━━ Reading text ━━

And of course this Scripture is most emphatically not fulfilled. 500 years after Isaiah’s proclamation, when Jesus comes to preach his very first sermon on Isaiah’s text, the Jerusalem temple has been restored as Isaiah has said it should be, but it has been on the backs of the poorest in the land. With human bodies literally built into its walls because Herod the Great’s timeline refused to yield to their fundamental need to rest and he ordered the workers to just keep building around those ones who had fallen behind.

500 years after Isaiah’s proclamation, when Jesus comes to preach his very first sermon on Isaiah’s text, the Jerusalem temple has indeed been restored as Isaiah said it should be, but the elite temple hierarchy is as corrupt as ever, and they are deluding themselves into believing they are keeping their people’s identity alive through their collaboration with the imperial violence of the Roman Empire. 500 years after Isaiah’s proclamation, the temple has been restored, but the very rules and regulations of that temple keep the poor and the captive and those with physical ailments and those who are oppressed from entering through the temple gates. The very people who serve as the barometer of social justice in the kingdom of God are kept from entering the temple of God. And remember that they believed God’s physical presence literally resided in that temple. And so they were literally kept from God.

━━━
━━ Records supplied ━━

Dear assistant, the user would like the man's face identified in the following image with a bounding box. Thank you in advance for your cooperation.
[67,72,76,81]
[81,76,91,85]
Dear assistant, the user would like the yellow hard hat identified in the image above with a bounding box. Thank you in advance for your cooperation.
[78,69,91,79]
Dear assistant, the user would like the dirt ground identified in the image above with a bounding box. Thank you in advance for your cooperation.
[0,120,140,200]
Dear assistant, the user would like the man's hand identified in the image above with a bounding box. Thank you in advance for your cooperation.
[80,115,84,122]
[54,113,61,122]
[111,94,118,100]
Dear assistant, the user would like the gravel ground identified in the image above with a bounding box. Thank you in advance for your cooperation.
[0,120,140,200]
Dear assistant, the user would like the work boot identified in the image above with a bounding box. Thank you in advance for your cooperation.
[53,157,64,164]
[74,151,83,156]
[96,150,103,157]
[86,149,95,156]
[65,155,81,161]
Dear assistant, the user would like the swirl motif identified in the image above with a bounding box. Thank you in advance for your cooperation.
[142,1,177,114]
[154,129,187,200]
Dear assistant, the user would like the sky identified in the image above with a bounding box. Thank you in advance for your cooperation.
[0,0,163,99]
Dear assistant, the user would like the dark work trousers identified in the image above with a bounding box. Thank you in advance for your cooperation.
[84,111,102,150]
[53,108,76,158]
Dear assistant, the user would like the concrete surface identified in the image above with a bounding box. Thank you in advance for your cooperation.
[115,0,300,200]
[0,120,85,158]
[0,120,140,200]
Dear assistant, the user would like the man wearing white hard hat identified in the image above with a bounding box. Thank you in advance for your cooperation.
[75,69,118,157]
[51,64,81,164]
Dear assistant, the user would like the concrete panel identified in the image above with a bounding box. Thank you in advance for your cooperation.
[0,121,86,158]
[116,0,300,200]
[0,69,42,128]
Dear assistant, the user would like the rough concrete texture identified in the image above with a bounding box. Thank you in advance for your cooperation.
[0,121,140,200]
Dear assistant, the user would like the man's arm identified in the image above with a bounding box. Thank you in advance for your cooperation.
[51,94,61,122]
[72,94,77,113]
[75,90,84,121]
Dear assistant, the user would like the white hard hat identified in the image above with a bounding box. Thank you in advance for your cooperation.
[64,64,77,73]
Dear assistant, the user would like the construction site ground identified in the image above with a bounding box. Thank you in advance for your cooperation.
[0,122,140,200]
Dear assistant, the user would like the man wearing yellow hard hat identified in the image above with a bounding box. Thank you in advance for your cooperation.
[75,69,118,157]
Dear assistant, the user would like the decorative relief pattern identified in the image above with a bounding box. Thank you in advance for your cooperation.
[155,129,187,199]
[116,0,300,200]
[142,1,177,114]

━━━

» Work instruction:
Set down, word for word, the stretch of the Isaiah sermon text above from "And of course" through "had fallen behind.".

» Answer below:
And of course this Scripture is most emphatically not fulfilled. 500 years after Isaiah’s proclamation, when Jesus comes to preach his very first sermon on Isaiah’s text, the Jerusalem temple has been restored as Isaiah has said it should be, but it has been on the backs of the poorest in the land. With human bodies literally built into its walls because Herod the Great’s timeline refused to yield to their fundamental need to rest and he ordered the workers to just keep building around those ones who had fallen behind.